▶ [REQUIREMENT] Give an unaltered copy of the listing below, minus its pictures.
====== EXTRACTED MATERIAL
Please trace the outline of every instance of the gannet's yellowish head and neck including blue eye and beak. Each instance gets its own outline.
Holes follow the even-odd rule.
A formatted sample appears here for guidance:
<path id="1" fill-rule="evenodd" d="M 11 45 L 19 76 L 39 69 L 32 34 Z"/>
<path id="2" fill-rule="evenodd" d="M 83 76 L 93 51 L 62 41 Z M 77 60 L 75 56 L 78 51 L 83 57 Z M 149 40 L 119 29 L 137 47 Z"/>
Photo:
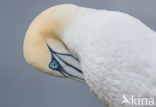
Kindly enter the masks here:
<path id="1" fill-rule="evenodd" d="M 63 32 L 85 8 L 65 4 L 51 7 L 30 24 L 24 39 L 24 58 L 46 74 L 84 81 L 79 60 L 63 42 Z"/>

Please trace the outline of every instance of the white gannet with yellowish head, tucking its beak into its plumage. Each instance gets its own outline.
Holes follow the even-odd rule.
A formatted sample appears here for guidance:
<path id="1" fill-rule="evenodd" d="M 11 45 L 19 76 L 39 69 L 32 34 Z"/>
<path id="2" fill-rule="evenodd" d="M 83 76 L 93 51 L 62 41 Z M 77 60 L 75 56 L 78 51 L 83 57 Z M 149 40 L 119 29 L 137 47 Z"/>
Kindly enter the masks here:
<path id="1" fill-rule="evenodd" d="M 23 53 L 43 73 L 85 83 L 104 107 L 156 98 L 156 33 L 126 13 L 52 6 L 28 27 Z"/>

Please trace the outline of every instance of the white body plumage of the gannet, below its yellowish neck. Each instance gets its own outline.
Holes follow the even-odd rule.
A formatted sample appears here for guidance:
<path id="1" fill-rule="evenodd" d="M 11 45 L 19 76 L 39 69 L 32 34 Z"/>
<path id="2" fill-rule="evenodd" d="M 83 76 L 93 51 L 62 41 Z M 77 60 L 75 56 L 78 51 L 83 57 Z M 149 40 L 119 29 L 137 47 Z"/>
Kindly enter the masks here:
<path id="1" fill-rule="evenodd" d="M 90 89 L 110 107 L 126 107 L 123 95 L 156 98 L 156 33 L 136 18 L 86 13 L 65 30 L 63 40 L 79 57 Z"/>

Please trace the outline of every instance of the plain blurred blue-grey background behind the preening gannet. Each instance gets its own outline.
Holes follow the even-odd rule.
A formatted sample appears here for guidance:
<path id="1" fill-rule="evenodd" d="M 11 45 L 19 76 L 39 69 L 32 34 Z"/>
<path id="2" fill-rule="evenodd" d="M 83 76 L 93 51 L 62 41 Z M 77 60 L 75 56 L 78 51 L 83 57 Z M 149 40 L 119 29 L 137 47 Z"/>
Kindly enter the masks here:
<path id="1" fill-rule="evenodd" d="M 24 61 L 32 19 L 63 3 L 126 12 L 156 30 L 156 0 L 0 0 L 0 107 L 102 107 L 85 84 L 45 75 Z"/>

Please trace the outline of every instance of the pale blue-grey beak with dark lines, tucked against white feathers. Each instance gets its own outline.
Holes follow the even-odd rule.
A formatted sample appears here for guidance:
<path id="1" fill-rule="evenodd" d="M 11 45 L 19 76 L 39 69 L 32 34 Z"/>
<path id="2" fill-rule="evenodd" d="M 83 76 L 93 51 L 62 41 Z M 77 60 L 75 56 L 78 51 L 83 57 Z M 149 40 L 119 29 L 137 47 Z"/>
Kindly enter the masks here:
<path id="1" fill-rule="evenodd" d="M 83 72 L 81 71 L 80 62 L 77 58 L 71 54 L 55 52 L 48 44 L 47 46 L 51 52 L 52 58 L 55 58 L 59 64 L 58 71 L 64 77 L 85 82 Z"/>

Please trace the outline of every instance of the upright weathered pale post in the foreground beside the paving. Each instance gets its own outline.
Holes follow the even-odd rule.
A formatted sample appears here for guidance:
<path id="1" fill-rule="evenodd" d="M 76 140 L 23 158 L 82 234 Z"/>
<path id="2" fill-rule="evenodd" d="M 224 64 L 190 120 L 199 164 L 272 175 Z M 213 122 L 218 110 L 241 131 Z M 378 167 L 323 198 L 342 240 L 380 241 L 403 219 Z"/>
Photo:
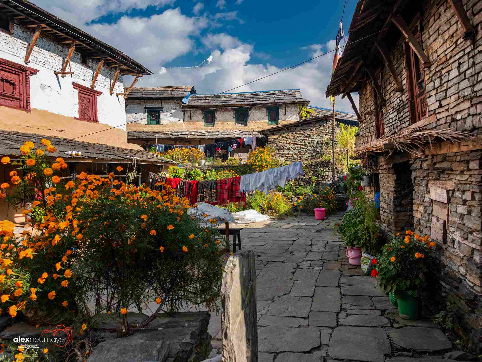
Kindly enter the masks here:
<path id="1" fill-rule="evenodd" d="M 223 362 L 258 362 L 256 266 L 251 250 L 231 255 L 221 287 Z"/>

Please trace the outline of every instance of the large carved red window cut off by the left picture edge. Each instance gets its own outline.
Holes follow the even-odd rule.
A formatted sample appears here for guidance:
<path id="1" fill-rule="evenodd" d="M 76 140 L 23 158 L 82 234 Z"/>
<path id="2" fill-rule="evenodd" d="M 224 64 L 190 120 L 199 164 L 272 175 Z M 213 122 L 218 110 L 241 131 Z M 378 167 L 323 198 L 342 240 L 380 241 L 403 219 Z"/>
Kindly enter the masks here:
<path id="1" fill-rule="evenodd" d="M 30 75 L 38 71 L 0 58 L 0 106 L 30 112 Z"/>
============
▶ [COMPLETED EXERCISE]
Please trace the outline of every instance of the gannet's yellowish head and neck including blue eye and beak. Each instance gets its own outline.
Holes follow the even-odd rule.
A formatted sample appears here for guidance:
<path id="1" fill-rule="evenodd" d="M 11 45 L 19 76 L 39 69 L 32 34 Z"/>
<path id="2" fill-rule="evenodd" d="M 83 76 L 93 51 L 62 41 Z M 77 60 L 75 56 L 78 51 L 83 57 Z M 149 40 L 119 29 L 137 47 Z"/>
Photo:
Kindly enter the masks here:
<path id="1" fill-rule="evenodd" d="M 63 32 L 85 8 L 65 4 L 51 7 L 30 24 L 24 39 L 24 58 L 46 74 L 84 81 L 79 60 L 63 42 Z"/>

Please trace the outline of every instance of the white gannet with yellowish head, tucking its beak into its plumage. Each instance gets its own outline.
Holes follow the even-odd rule.
A formatted sample appears here for guidance:
<path id="1" fill-rule="evenodd" d="M 11 45 L 19 76 L 39 69 L 32 34 Z"/>
<path id="2" fill-rule="evenodd" d="M 83 76 L 93 51 L 62 41 Z M 77 60 L 75 56 L 78 51 L 83 57 Z M 149 40 L 119 29 L 137 47 Z"/>
Kindly enter the masks here:
<path id="1" fill-rule="evenodd" d="M 23 53 L 43 73 L 85 83 L 104 107 L 156 98 L 156 33 L 126 13 L 52 6 L 28 27 Z"/>

Please trace the outline of every instance of the white body plumage of the gannet, below its yellowish neck. Each instance gets its own outline.
Holes follow the even-odd rule.
A formatted sample appears here for guidance:
<path id="1" fill-rule="evenodd" d="M 11 45 L 19 76 L 39 69 L 32 34 Z"/>
<path id="2" fill-rule="evenodd" d="M 83 76 L 93 51 L 62 41 Z M 77 60 L 75 56 L 78 51 L 83 57 Z M 149 40 L 119 29 L 137 47 Z"/>
Kindly enter the masks here:
<path id="1" fill-rule="evenodd" d="M 90 89 L 110 107 L 126 107 L 123 95 L 156 98 L 156 33 L 136 18 L 86 13 L 65 30 L 63 40 L 79 57 Z"/>

Please trace the outline of every instance of the plain blurred blue-grey background behind the preening gannet. Each instance gets its own outline.
Holes follow the even-odd rule.
A formatted sample appears here for guidance:
<path id="1" fill-rule="evenodd" d="M 11 45 L 19 76 L 39 69 L 32 34 Z"/>
<path id="2" fill-rule="evenodd" d="M 83 76 L 93 51 L 62 41 Z M 77 60 L 75 56 L 78 51 L 83 57 Z M 149 40 L 119 29 L 137 47 Z"/>
Kindly enter the masks here:
<path id="1" fill-rule="evenodd" d="M 24 61 L 32 19 L 63 3 L 126 12 L 156 30 L 156 0 L 0 0 L 0 107 L 102 107 L 85 84 L 45 75 Z"/>

Please trace the outline of every instance of the pale blue-grey beak with dark lines, tucked against white feathers. Each instance gets its own outline.
Holes follow the even-odd rule.
A formatted sample appears here for guidance:
<path id="1" fill-rule="evenodd" d="M 11 45 L 19 76 L 39 69 L 32 34 Z"/>
<path id="2" fill-rule="evenodd" d="M 83 76 L 93 51 L 62 41 Z M 77 60 L 75 56 L 78 51 L 83 57 Z M 149 40 L 119 29 L 137 47 Z"/>
Kindly enter the masks here:
<path id="1" fill-rule="evenodd" d="M 83 72 L 81 71 L 80 62 L 77 58 L 71 54 L 55 52 L 48 44 L 47 46 L 51 52 L 52 58 L 55 58 L 59 64 L 58 71 L 64 77 L 85 82 Z"/>

Please trace the outline of every instance of the upright weathered pale post in the foreground beside the paving. Each instance gets its own outline.
Holes follow the even-odd rule.
A formatted sample appears here for guidance:
<path id="1" fill-rule="evenodd" d="M 76 140 L 23 158 L 82 234 Z"/>
<path id="2" fill-rule="evenodd" d="M 224 64 L 190 120 L 199 164 L 272 175 Z M 213 122 L 218 110 L 241 131 Z M 378 167 L 323 198 L 342 240 L 380 241 L 403 219 Z"/>
Photo:
Kindly enter the masks here:
<path id="1" fill-rule="evenodd" d="M 223 362 L 258 362 L 256 266 L 251 250 L 231 255 L 221 287 Z"/>

Please trace the outline of every instance of the large carved red window cut off by the left picture edge. Each instance gets its own outline.
Holes follow the even-odd rule.
A formatted sample appears here for guidance:
<path id="1" fill-rule="evenodd" d="M 76 140 L 23 158 L 82 234 Z"/>
<path id="2" fill-rule="evenodd" d="M 224 64 L 190 120 L 199 164 L 272 175 Z M 213 122 L 218 110 L 241 131 Z M 378 167 L 323 198 L 342 240 L 380 241 L 403 219 Z"/>
Kindly enter the masks here:
<path id="1" fill-rule="evenodd" d="M 30 75 L 38 71 L 0 58 L 0 106 L 30 112 Z"/>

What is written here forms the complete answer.